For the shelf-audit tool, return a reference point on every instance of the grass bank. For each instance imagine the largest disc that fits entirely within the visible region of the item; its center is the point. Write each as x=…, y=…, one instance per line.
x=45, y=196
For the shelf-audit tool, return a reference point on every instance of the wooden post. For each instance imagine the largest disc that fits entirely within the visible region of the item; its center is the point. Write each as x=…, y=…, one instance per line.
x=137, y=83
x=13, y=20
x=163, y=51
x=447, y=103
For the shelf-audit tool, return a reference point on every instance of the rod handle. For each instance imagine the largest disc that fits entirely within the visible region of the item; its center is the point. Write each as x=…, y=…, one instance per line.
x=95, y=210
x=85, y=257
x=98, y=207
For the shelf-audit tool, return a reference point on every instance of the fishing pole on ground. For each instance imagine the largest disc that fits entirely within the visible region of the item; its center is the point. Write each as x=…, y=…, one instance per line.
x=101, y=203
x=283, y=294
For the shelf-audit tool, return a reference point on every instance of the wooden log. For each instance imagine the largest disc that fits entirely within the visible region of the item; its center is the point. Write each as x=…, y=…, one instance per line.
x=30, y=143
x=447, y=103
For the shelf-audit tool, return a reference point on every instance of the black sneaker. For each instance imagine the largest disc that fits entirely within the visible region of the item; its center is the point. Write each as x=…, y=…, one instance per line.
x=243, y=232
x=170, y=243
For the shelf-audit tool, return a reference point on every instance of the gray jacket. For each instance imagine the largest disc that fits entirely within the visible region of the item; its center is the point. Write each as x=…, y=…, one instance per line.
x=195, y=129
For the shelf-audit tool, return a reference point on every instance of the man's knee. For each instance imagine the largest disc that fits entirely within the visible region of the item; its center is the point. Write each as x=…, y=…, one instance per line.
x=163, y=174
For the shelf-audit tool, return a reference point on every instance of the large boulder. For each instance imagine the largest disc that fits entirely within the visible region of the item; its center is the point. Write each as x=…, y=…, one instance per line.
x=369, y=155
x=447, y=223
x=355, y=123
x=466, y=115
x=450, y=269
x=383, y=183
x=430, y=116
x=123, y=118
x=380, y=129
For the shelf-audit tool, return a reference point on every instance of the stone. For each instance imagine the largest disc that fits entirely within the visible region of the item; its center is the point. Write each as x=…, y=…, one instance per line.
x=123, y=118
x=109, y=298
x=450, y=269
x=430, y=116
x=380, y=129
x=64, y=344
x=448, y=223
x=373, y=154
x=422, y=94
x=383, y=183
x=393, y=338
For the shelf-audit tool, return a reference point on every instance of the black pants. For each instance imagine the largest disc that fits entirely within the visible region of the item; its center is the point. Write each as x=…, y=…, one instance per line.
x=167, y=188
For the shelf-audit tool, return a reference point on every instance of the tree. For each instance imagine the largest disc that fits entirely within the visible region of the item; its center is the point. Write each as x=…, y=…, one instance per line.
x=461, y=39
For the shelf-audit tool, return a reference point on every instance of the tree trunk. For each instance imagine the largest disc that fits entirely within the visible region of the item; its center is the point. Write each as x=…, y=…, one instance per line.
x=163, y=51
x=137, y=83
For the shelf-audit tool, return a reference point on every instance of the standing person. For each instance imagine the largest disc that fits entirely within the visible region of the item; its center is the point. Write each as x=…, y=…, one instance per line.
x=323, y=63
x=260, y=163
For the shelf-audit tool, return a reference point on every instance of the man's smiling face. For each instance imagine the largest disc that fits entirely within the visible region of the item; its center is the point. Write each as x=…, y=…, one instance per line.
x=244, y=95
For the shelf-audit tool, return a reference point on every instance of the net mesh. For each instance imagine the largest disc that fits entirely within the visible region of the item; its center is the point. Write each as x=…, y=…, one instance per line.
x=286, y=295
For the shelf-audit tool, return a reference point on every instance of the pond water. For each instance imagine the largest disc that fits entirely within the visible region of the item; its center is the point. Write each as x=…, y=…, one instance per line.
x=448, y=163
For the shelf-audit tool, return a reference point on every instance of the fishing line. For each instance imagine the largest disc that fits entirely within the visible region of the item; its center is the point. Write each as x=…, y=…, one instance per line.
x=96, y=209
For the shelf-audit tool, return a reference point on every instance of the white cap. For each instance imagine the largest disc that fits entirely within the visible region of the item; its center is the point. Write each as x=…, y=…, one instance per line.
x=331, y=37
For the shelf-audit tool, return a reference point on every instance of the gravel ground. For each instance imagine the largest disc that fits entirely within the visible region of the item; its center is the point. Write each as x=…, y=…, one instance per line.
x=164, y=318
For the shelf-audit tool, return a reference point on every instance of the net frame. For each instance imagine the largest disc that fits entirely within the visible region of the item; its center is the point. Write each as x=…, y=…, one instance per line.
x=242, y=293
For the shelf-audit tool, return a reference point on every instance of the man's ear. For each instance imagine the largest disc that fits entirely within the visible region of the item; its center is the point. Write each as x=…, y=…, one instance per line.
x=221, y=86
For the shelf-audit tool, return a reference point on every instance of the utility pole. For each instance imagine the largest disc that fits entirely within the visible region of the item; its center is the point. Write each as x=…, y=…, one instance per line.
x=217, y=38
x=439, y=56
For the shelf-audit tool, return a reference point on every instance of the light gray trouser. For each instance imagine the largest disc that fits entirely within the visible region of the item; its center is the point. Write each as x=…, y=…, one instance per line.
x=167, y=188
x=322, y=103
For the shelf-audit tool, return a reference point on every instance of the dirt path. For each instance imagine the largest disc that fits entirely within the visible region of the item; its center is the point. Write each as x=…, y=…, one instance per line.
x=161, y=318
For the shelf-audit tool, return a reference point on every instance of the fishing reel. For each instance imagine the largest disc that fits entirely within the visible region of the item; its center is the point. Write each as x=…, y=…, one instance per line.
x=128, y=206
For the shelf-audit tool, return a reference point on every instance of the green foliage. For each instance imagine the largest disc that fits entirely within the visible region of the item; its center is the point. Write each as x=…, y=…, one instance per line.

------------

▶ **What you need to do**
Recopy the entries above exactly, with every line included.

▶ **Answer section**
For the shelf-audit tool, return a reference point on every instance of the grass bank. For each instance imagine the largest disc that fits entirely within the visible region of the item; its center is the point. Write each as x=…, y=…, one instance per line.
x=45, y=196
For the shelf-audit tool, return a reference point on every instance of the wooden post. For each instance imagine the largest disc that fits entirely within the visible region of the item; its center is the point. Write each as x=…, y=…, one instance per line.
x=137, y=83
x=13, y=20
x=163, y=51
x=447, y=103
For the shelf-audit tool, return a reference point on every instance of the rod handle. For each instance imagine the largest disc that fits entirely within the visible region of the item; its center is the point. Write each as x=…, y=…, one instance per line.
x=95, y=210
x=85, y=257
x=98, y=207
For the shelf-audit tool, return a reference point on every instance of the fishing pole on ground. For each instance imagine the largest disc that fits entirely within the visible region of the item; its center is the point. Write each as x=…, y=…, one instance per line.
x=101, y=203
x=283, y=294
For the shelf-audit tool, return a reference point on every instance of the wooden log. For each instance imagine the largest disc that fits entirely within the visible region of the item; its center is the point. Write each as x=…, y=…, one instance per line.
x=30, y=143
x=447, y=103
For the shelf-audit tool, return a reference point on every instance of the black sneaker. For each instance imagine the largest disc that fits entirely within the visible region of the item; its center is the point. Write each as x=…, y=…, one instance per line.
x=243, y=232
x=170, y=243
For the shelf-audit tool, return a reference point on every instance of the gray jacket. For each instance imagine the largest disc that fits entirely within the visible region of the item; its center is the point. Write each as x=…, y=…, one instance per line.
x=195, y=129
For the shelf-audit tool, return a reference point on every instance of the man's knee. For each instance imagine the largest disc that fits entirely within the visible region of the item; its center is the point. Write each as x=…, y=…, one instance per line.
x=163, y=174
For the shelf-audit tool, return a reference point on every instance of the large boulder. For each instance imagine the largest disc that fits entirely within the visible region of the item; its center is the point. Write each as x=…, y=…, one instance per line.
x=369, y=155
x=447, y=223
x=355, y=123
x=466, y=115
x=450, y=269
x=383, y=183
x=430, y=116
x=123, y=118
x=380, y=129
For the shelf-audit tool, return a reference point on every instance of the stone. For each instance imagine the largest disc that fits entirely within the visible region of the item; its center is the point. Write each as x=…, y=…, one instance per line.
x=123, y=118
x=109, y=298
x=450, y=269
x=430, y=116
x=380, y=129
x=64, y=344
x=448, y=223
x=373, y=154
x=422, y=94
x=383, y=183
x=393, y=338
For the shelf-audit tool, return a reference point on every instance of the black pants. For each instance imagine the largest disc that fits entirely within the visible region of the item; its center is the point. Write each as x=…, y=…, one instance per line.
x=167, y=188
For the shelf-audit tool, return a reference point on every instance of the tree. For each instance imagine the largest disc that fits entirely within the visible region of the item; its center is the point. Write each as x=…, y=…, one instance per line.
x=461, y=39
For the shelf-audit tool, return a reference point on every instance of the tree trunk. For each instance imagine the largest disc that fits entirely within the visible region of the item; its center is the point. Write each as x=…, y=…, one instance per line.
x=163, y=51
x=137, y=83
For the shelf-audit tool, return a reference point on every instance of the standing person. For each instance imagine the largest disc that fits entirely within the visible region of the item; its center is the point. Write each as x=…, y=…, one instance per line.
x=323, y=63
x=260, y=163
For the shelf-audit tool, return a reference point on every instance of the man's smiling face. For each instance imagine the largest disc that fits entirely within the visible region of the item; its center is the point. Write each as x=…, y=…, one instance per line.
x=244, y=95
For the shelf-audit tool, return a reference point on every instance of the net mesh. For each instance imagine the largest disc that fits entirely within the visible region of the item; its center is the point. Write each as x=…, y=…, one instance per line.
x=286, y=295
For the shelf-audit tool, return a reference point on every instance of the pond water. For each instance imagine the largest disc that fits entirely within the visible region of the item; its center is the point. Write each as x=…, y=…, one instance per line.
x=448, y=163
For the shelf-audit tool, return a reference point on every instance of the fishing line. For each instance imagine the largest disc that fits entirely within the visible region of the item; its center is the point. Write each as x=…, y=…, one instance per line.
x=96, y=209
For the shelf-audit tool, return a reference point on every instance of the white cap. For each instance imagine the largest disc that fits entirely within the visible region of the item; its center is the point. Write each as x=…, y=…, one instance per line.
x=331, y=37
For the shelf-audit tool, return a reference point on every instance of the gravel ground. For each instance imagine the largest disc that fits entirely within the visible region of the item; its center is the point. Write each as x=…, y=…, one instance per line.
x=164, y=318
For the shelf-audit tool, return a reference point on every instance of the net frame. For each instance imagine the largest disc that fits entirely within the visible region of the item; its center is the point. Write each as x=…, y=…, one instance per line.
x=242, y=293
For the shelf-audit tool, return a reference point on every instance of the man's ear. For each instance imagine the largest disc that fits entirely within the visible region of the item; its center is the point. Write each as x=…, y=…, one instance per line.
x=221, y=86
For the shelf-audit tool, return a reference point on every instance of the utility pole. For each instance imagine the largest disc that fits entirely within the visible region of the item; its center is the point. Write each as x=…, y=…, one instance per line.
x=217, y=38
x=439, y=56
For the shelf-audit tool, return a reference point on every instance of the light gray trouser. For each instance imagine the largest disc that fits entirely within the visible region of the item; its center is the point. Write each as x=…, y=…, one instance per line.
x=167, y=188
x=322, y=103
For the shelf-audit tool, return a reference point on every instance of the dirt path. For each instance imagine the largest disc that fits entirely within the visible region of the item; its center is the point. Write each as x=…, y=…, one instance per line.
x=161, y=318
For the shelf-audit tool, return a reference point on every instance of the fishing reel. For each instance imagine the largest disc that fits entirely within the visible region of the item; its center is the point. Write each as x=…, y=…, one instance per line.
x=128, y=206
For the shelf-audit tool, return a reference point on every instance of the green foliage. For each instance imagine the largest disc that fits entirely within the visible region of the item; its center is the point. Write each as x=…, y=…, one instance per line.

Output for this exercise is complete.